Short exercise ▸ Rewrite everything from the line containing "on the molten" down to the line containing "on the dark", substituting "one dot for each instance" for "one dot per instance" and leaving all else unchanged.

Data to use ▸
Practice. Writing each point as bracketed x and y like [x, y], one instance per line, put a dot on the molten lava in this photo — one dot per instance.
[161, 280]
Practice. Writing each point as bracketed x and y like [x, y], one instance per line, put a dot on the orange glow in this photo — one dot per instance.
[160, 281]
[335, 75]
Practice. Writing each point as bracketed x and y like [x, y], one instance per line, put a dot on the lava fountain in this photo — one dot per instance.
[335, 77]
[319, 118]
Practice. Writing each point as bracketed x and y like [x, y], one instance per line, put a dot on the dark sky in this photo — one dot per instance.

---

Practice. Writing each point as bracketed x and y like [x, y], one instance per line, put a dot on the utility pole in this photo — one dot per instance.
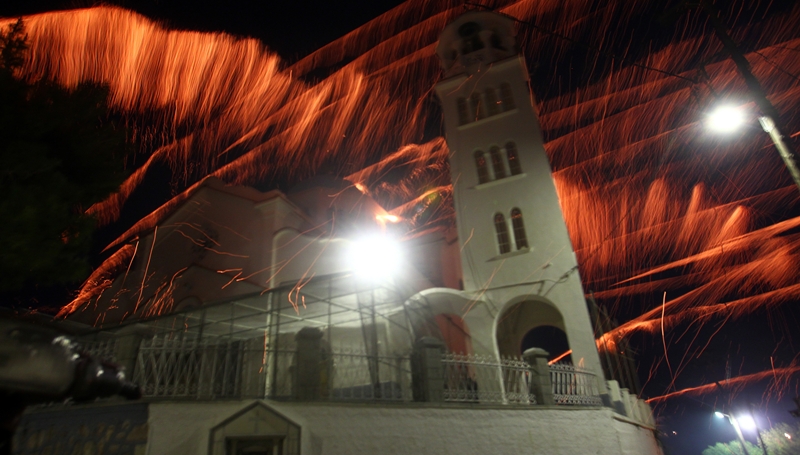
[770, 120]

==

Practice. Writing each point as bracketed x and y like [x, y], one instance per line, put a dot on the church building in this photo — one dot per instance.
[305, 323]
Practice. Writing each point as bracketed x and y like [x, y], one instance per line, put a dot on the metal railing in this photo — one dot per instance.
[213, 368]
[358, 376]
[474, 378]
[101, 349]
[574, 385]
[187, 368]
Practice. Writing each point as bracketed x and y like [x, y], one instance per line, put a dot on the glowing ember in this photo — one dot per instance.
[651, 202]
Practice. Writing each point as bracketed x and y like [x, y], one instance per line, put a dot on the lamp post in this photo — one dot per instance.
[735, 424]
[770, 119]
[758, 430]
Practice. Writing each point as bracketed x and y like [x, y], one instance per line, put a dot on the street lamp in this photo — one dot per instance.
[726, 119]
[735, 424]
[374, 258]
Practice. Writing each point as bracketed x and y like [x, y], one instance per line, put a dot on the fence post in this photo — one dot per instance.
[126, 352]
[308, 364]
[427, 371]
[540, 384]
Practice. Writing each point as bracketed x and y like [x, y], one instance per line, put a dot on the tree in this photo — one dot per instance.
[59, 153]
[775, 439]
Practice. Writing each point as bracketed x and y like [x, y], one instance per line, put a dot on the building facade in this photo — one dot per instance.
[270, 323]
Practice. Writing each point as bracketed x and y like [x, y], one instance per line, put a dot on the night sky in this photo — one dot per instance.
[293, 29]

Output of the task ▸
Practice. Writing each point as bracketed x and y like [x, y], one instance per line, put a dot on the molten lava in this photo — one dot for each instance.
[161, 280]
Practice. Writing each point as bracketed x and y like [x, y], one instance per line, put a dot on the orange glow in this photo — one dot for each instance.
[160, 281]
[335, 75]
Practice. Writing each point as bracketed x and y like [x, y], one instance per line, put a dot on the lava fountain in this photo — one dot for each instance.
[335, 77]
[319, 118]
Practice. Writing each point as bracketed x and y like [x, y], one instance per line, put a dot on the dark sky in this photo — one dot for each instance.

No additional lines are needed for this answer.